- _Page_
══════

La Fédération nationale de la Libre Pensée, qui est à l’origine de la loi du 9 décembre 1905 de Séparation des Eglises et de l’Etat, entend tout faire pour faire respecter la laïcité de l’Etat. C’est pourquoi, elle est à la source des recours contentieux contre les décisions de collectivités publiques qui imposent la présence de crèches chrétiennes dans les bâtiments de la République. Elle entend aller jusqu’au bout de cette affaire et épuiser toutes les voies de recours possibles.

 

 

Les choses sont pourtant simples 

 

La République est laïque et elle assure la liberté de conscience de tous les citoyens et citoyennes et de chaque citoyenne et citoyen. C’est pourquoi « l’Etat s’arrête où commence la conscience », selon la belle formule de Francis de Pressensé. La République est neutre en matière métaphysique. Pour respecter la liberté de conscience de nos concitoyens, elle ne doit afficher aucune préférence religieuse. 

 

Même un esprit étroit, réactionnaire et xénophobe, de quelqu’un concourant à une primaire présidentielle, devrait pouvoir comprendre cela. Tel ne semble pas être le cas aujourd’hui, car derrière « l’affaire des crèches », il y a bien autre chose. Il y a la volonté de quelques croisés en mal de mise à sac et de prise de Jérusalem, « pour bouter le Sarrazin hors de France », d’instituer une nouvelle guerre de religions dans notre pays.

 

En effet, comment peut réagir un de nos concitoyens d’origine arabo-musulmane, quand il assiste à une campagne hystérique pour traquer « tout signe de culture musulmane » (voile, burqa, burkini, main de Fatma) dans un domaine où il devrait être librement autorisé, puisqu’il ne dépend pas de la sphère publique que régit le principe de laïcité ;  alors que dans les endroits où la laïcité devrait s‘appliquer,  à savoir  les bâtiments de la République, on autoriserait la présence de crèches chrétiennes, dont même un esprit simplet ne peut nier qu’il s’agit d‘un symbole chrétien ?

 

On voudrait inciter à des affrontements communautaristes qu’on ne s’y prendrait pas autrement. Il est vrai que pour justifier « l’état d’urgence permanent », rien de vaut une atmosphère de guerre civile entre « communautés religieuses ».

 

Que va-t-il se passer maintenant juridiquement ?

 

Devant la cacophonie juridique instituée par des décisions d’instances de justice administrative qui, sur la base de mêmes faits en interprétant les mêmes textes de loi, aboutissent à des décisions contradictoires, on attend du Conseil d ‘Etat qu’il remettre de l’ordre dans le chaos juridique et qu’il fixe une ligne de droit.

══════

- _Jeu de données_
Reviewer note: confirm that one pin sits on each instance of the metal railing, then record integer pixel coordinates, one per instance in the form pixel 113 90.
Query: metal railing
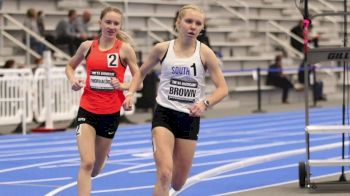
pixel 31 34
pixel 237 14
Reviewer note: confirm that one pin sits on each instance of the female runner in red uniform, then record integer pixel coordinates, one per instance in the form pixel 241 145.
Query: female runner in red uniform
pixel 98 116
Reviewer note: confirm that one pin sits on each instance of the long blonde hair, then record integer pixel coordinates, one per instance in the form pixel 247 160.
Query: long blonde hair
pixel 121 34
pixel 182 11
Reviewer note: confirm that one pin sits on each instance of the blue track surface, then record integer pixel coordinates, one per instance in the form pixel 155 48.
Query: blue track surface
pixel 255 151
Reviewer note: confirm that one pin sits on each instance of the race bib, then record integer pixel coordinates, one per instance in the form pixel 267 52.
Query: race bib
pixel 101 80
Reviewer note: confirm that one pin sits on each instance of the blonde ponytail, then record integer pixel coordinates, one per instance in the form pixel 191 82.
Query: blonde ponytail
pixel 125 38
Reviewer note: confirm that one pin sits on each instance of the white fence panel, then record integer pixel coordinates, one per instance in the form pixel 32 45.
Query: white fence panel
pixel 15 96
pixel 64 101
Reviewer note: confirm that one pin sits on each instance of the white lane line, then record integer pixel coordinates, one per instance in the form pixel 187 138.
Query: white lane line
pixel 123 189
pixel 62 188
pixel 13 140
pixel 250 161
pixel 37 180
pixel 39 157
pixel 277 184
pixel 37 144
pixel 258 171
pixel 37 165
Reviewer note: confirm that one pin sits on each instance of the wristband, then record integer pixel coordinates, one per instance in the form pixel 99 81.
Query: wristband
pixel 206 103
pixel 129 93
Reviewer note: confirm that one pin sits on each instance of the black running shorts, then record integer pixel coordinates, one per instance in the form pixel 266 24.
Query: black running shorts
pixel 106 125
pixel 181 124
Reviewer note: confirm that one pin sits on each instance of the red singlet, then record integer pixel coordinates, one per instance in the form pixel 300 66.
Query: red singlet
pixel 99 96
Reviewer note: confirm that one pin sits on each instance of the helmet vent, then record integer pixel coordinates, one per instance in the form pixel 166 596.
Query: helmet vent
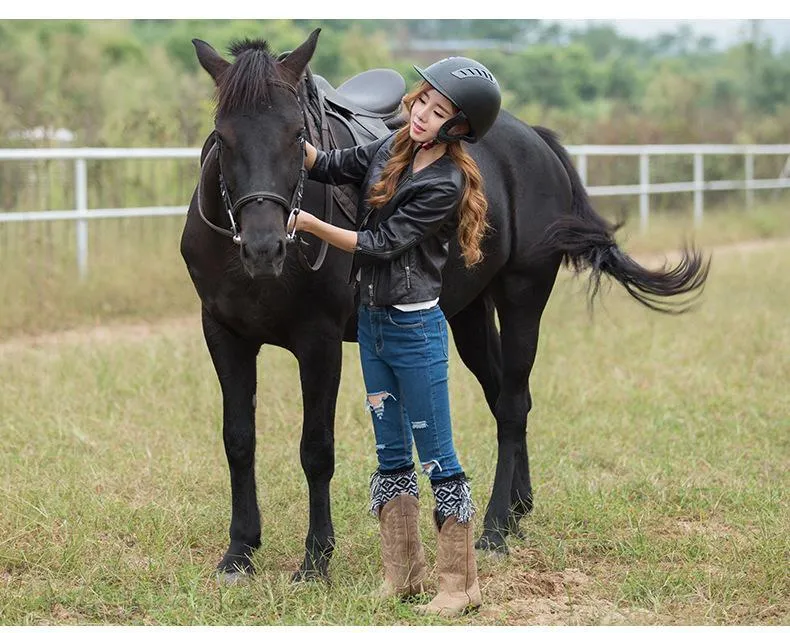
pixel 471 71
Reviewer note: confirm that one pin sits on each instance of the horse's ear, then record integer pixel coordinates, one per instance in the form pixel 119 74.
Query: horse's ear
pixel 210 59
pixel 297 59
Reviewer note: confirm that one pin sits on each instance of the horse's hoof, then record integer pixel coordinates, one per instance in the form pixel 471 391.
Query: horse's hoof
pixel 517 533
pixel 308 575
pixel 230 578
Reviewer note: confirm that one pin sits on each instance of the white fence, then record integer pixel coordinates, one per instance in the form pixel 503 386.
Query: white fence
pixel 82 212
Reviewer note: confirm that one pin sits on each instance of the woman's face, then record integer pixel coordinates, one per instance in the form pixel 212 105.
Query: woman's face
pixel 429 112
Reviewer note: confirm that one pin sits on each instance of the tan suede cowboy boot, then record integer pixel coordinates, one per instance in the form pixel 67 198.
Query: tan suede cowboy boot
pixel 456 567
pixel 402 554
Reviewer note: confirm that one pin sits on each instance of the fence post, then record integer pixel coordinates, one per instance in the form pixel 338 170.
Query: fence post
pixel 749 178
pixel 583 168
pixel 699 182
pixel 644 195
pixel 81 206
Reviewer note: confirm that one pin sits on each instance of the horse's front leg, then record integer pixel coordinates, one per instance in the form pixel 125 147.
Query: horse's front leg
pixel 234 362
pixel 319 350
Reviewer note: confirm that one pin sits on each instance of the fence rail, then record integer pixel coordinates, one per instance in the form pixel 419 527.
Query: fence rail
pixel 82 213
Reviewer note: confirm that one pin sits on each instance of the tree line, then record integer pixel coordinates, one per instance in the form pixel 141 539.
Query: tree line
pixel 138 83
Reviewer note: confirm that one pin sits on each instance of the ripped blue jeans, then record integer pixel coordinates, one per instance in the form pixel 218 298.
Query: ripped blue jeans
pixel 404 365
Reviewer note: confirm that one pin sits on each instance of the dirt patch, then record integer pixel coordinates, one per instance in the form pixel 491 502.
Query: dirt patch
pixel 543 598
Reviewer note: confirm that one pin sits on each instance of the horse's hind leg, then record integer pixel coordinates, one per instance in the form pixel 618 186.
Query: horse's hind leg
pixel 520 300
pixel 234 362
pixel 319 351
pixel 477 341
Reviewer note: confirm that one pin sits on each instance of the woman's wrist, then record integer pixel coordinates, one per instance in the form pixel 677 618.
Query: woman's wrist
pixel 310 154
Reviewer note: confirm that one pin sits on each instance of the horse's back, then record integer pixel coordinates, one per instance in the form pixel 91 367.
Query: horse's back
pixel 527 188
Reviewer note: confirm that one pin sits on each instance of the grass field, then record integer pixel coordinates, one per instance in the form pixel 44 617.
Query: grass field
pixel 659 446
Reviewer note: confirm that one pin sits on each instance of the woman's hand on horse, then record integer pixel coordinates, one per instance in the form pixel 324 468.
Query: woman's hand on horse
pixel 302 220
pixel 309 155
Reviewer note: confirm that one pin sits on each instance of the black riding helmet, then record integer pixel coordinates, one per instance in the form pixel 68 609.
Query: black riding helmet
pixel 472 89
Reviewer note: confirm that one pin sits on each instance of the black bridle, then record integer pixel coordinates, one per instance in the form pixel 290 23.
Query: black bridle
pixel 232 209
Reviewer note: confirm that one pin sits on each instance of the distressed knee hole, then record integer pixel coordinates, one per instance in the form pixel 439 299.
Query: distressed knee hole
pixel 428 467
pixel 375 402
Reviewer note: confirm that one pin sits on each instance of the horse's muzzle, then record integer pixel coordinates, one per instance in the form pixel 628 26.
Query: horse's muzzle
pixel 263 258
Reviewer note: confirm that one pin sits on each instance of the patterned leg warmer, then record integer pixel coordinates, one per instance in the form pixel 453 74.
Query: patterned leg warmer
pixel 453 498
pixel 385 487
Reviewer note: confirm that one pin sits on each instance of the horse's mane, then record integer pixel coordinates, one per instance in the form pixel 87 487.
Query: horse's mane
pixel 244 85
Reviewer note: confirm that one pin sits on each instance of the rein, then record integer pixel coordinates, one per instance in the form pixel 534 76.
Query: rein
pixel 294 206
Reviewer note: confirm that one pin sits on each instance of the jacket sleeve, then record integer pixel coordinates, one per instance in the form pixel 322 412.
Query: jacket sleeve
pixel 411 223
pixel 344 166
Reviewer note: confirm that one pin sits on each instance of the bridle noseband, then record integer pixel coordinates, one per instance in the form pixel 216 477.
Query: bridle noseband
pixel 232 209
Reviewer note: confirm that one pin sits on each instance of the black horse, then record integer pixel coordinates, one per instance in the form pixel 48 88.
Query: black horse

══════

- _Consigne A_
Réécrivez plus brièvement le paragraphe de la page qui commence par « La République est laïque », en conservant ses faits principaux.
- _Consigne B_
D'après la page, de quelle loi la Fédération nationale de la Libre Pensée est-elle à l'origine ?
- _Consigne C_
Mettez à jour le passage de la page commençant à « La Fédération nationale de » et se terminant à « de recours possibles. », en remplaçant « crèches chrétiennes » par « crèches de Noël ».

- _Réponse complète A_
La République, laïque, garantit la liberté de conscience de chaque citoyen. Selon la formule de Francis de Pressensé, « l'Etat s'arrête où commence la conscience ». Neutre en matière métaphysique, elle ne doit afficher aucune préférence religieuse.

- _Réponse complète B_
De la loi du 9 décembre 1905 de Séparation des Eglises et de l'Etat.

- _Réponse complète C_
La Fédération nationale de la Libre Pensée, qui est à l’origine de la loi du 9 décembre 1905 de Séparation des Eglises et de l’Etat, entend tout faire pour faire respecter la laïcité de l’Etat. C’est pourquoi, elle est à la source des recours contentieux contre les décisions de collectivités publiques qui imposent la présence de crèches de Noël dans les bâtiments de la République. Elle entend aller jusqu’au bout de cette affaire et épuiser toutes les voies de recours possibles.